What you need to do:
A word-for-word copy of the listing is needed. Retype it in full.

Records provided:
################
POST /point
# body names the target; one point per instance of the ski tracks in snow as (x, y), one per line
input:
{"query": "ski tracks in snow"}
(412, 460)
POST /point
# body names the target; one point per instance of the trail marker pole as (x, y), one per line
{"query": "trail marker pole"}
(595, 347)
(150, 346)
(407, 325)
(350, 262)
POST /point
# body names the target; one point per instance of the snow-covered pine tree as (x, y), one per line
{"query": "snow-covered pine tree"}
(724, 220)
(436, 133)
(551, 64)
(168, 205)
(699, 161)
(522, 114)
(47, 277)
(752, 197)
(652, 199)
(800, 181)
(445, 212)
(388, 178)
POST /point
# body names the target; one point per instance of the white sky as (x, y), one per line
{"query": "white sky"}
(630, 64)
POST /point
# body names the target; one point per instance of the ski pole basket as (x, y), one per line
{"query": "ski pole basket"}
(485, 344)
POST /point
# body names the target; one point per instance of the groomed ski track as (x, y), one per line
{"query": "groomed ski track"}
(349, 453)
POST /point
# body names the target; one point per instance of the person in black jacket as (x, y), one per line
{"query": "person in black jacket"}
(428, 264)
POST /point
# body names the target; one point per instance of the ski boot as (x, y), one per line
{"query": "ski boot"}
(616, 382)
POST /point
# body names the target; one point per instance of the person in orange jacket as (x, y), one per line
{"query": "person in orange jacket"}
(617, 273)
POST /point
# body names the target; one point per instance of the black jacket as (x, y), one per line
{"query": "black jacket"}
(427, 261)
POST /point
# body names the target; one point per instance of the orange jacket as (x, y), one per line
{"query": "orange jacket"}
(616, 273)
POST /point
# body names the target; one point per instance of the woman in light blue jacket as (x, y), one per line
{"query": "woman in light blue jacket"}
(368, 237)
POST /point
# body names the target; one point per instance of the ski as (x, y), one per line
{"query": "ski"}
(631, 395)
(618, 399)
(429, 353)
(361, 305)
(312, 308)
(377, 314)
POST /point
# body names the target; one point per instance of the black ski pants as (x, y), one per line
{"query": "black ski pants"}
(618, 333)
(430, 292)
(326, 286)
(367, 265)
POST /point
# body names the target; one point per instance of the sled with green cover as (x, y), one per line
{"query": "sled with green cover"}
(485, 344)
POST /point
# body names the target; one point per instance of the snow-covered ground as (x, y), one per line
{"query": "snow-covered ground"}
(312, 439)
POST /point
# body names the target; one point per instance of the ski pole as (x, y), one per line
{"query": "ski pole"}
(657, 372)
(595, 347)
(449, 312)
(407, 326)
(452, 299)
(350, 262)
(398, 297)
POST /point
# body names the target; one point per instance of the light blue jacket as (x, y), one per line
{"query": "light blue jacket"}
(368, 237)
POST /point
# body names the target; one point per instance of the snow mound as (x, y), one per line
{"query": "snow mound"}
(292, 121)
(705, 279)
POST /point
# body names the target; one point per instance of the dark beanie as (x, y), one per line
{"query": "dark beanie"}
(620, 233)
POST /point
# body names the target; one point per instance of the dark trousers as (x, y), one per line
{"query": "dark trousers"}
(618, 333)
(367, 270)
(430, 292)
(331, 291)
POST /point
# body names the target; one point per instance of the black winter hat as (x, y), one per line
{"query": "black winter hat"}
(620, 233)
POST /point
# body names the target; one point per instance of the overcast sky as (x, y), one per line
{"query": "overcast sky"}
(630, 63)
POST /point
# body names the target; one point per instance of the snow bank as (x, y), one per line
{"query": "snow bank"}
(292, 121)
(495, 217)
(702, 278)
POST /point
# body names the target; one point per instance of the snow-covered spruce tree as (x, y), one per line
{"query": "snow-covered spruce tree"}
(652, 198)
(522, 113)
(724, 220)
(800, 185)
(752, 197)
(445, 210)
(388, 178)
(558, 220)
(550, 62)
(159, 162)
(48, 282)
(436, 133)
################
Task solution:
POST /point
# body names the target; one point per instance of the ski tracks in snow as (x, y), one per line
input:
{"query": "ski tracks in snow"}
(412, 460)
POST /point
# body names the target; one point per instance of the trail marker pole as (x, y), one per line
{"query": "trail marker pole"}
(595, 347)
(150, 346)
(407, 325)
(350, 262)
POST /point
# body names the target; one point per instance of the snow-covered pine tree as (x, y), one per line
{"query": "snow-covered pine tree"}
(724, 220)
(436, 133)
(551, 64)
(168, 205)
(699, 161)
(522, 114)
(47, 277)
(752, 197)
(652, 199)
(800, 181)
(445, 212)
(388, 178)
POST /point
# body names the target; one point per instance of the white sky as (x, y), one per line
{"query": "white sky"}
(630, 64)
POST /point
# body names the target; one point per instance of the ski pole basket as (x, y), one per line
{"query": "ski pole basket"}
(485, 344)
POST /point
# body names the target; one point per instance of the groomed ski track as (x, y), one per line
{"query": "groomed ski track"}
(349, 453)
POST /point
# body names the target; one point per instance of the person in black jacket as (x, y), one per line
{"query": "person in black jacket"}
(428, 264)
POST /point
# body names the target; one point per instance of the ski boot as (x, y), one per line
{"query": "ski boot"}
(616, 382)
POST /point
# body names the target; one point per instance of the person in orange jacket as (x, y), one per line
{"query": "person in orange jacket"}
(617, 273)
POST /point
# body names the target; one point per instance of the black jacket as (x, y), one per line
{"query": "black jacket"}
(427, 261)
POST /point
# body names the target; one point per instance of the orange jacket as (x, y), one per line
{"query": "orange jacket"}
(616, 273)
POST /point
# body names the target; one point per instance of the woman in light blue jacket as (x, y), one per line
{"query": "woman in light blue jacket"}
(368, 237)
POST /point
# body names the target; one point per instance of the ski as (x, y), one per line
{"query": "ski"}
(631, 395)
(618, 399)
(429, 353)
(361, 305)
(312, 308)
(377, 314)
POST /point
# body names the target; one point per instance of the black ski pants as (x, y), one per line
{"query": "black ski pants"}
(618, 333)
(430, 292)
(326, 286)
(367, 265)
POST /point
# body names the target; one point per instance of the sled with green cover as (x, y), one per line
{"query": "sled with green cover"}
(485, 344)
POST /point
# body names the target; one point per instance of the snow-covered ground as (x, y), one per line
{"query": "snow-covered ground"}
(312, 439)
POST /point
# body names the target; one point per instance of the ski pole as (x, y), one per line
{"query": "ski pole"}
(657, 372)
(595, 347)
(449, 312)
(407, 326)
(452, 299)
(350, 262)
(398, 297)
POST /point
# body names the target; one point per instance of the light blue jacket as (x, y), one per line
{"query": "light blue jacket"}
(368, 237)
POST /point
# body names the target; one point per instance of the snow mound as (x, y), one per line
{"query": "snow mound"}
(292, 121)
(705, 279)
POST /point
# body names the target; one point per instance of the dark beanie as (x, y), one per line
{"query": "dark beanie"}
(620, 233)
POST /point
# body names the target; one point per instance of the dark trousers as (x, y), one per line
{"query": "dark trousers"}
(618, 333)
(367, 270)
(430, 292)
(331, 291)
POST /point
# body names the target; one point per instance of the black winter hat as (x, y), one per line
{"query": "black winter hat"}
(620, 233)
POST /point
# body names the target; one point per instance of the overcast sky as (x, y), one per line
{"query": "overcast sky"}
(630, 63)
POST /point
# body names the target; one point per instance of the snow bank as (x, y), one per line
{"query": "snow bank"}
(292, 121)
(495, 217)
(702, 278)
POST /point
# body names the target; one point per instance of the snow-covered spruce tree as (x, y), one per line
{"query": "snow-covered spruce tree"}
(652, 198)
(522, 113)
(724, 220)
(800, 185)
(752, 197)
(445, 210)
(388, 178)
(558, 220)
(550, 62)
(159, 162)
(48, 282)
(436, 133)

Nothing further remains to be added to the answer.